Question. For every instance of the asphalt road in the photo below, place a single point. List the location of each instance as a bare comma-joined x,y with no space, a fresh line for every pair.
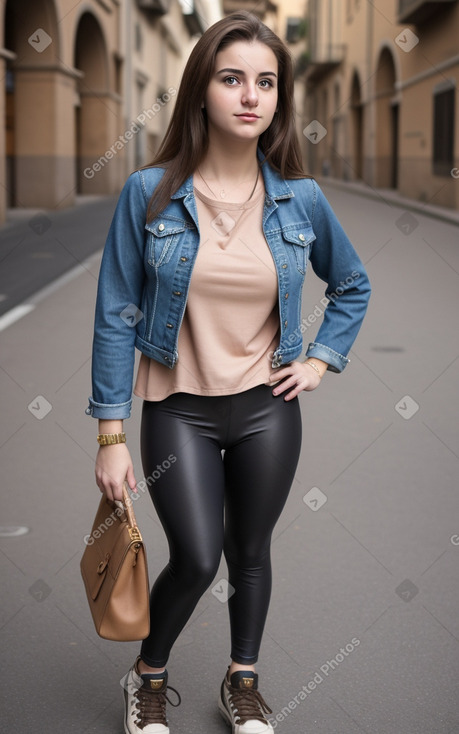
363,629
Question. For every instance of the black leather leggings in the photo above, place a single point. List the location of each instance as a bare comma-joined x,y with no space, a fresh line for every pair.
207,504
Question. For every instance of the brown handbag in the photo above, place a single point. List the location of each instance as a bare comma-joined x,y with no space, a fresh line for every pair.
115,573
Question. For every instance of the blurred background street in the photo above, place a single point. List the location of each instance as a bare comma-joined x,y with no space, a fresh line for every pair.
363,617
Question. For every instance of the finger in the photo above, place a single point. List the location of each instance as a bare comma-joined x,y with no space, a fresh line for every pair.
285,385
293,393
130,478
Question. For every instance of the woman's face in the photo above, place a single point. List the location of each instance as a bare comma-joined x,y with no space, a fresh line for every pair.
241,98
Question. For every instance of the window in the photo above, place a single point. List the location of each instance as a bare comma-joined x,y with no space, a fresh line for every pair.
443,129
293,30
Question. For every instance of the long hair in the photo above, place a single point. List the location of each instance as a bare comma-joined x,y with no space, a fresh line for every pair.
186,140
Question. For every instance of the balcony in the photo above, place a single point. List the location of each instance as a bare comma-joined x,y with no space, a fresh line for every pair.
194,15
323,60
261,8
155,7
418,11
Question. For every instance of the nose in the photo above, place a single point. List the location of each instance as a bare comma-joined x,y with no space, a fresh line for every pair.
250,95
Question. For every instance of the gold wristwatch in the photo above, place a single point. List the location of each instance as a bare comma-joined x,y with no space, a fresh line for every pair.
106,439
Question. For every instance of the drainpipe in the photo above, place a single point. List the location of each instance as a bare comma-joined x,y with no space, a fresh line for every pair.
128,78
368,111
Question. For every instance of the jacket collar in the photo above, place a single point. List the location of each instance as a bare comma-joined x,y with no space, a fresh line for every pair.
275,186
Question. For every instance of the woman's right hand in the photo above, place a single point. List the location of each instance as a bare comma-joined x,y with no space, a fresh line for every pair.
114,466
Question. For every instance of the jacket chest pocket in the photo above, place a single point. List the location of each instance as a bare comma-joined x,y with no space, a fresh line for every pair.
161,241
297,239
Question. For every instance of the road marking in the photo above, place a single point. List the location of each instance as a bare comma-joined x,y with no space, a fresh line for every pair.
16,313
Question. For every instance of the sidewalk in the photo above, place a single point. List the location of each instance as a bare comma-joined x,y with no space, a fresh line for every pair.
393,198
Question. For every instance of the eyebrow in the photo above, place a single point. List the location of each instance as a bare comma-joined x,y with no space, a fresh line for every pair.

## Exercise aim
With both ends included, please retype exactly the lines from the line containing "Question. For every instance of the jacket collar" to the final line of the data.

## Output of the exercise
Question. For every instance of the jacket collar in the photo above, place a single point. List the location of each instance as a bare comma-joined x,y with no space, a fresh line for every pair.
275,186
Question. For every instance of the woman's right hand in the photo above, place a single point. List the location of each instance as a bare comma-joined x,y with no space, a fresh line for every pair.
114,466
Question. For every instance of the jacket chest pocket in the photo above, place a single point. List the location of each instance as a bare comma-joined x,y with no space, a fresh line for every pair.
161,241
297,239
Question. For every instance of the road marking in the photo above, place a single point. List the location of each instance as a bare comma-joined x,y with no space, a fresh line for every pair.
16,313
Question. For every instance of the sidewalk in the photo above, place a single point. List the location of each instance as a bare comma-joined x,y with no space, a fresh line for every pair.
393,198
Question. For every instance of the eyebrow in the photo above, place a single point. List the location of each instance as a bare comma-joined x,y with no space, a fresh line for every pair.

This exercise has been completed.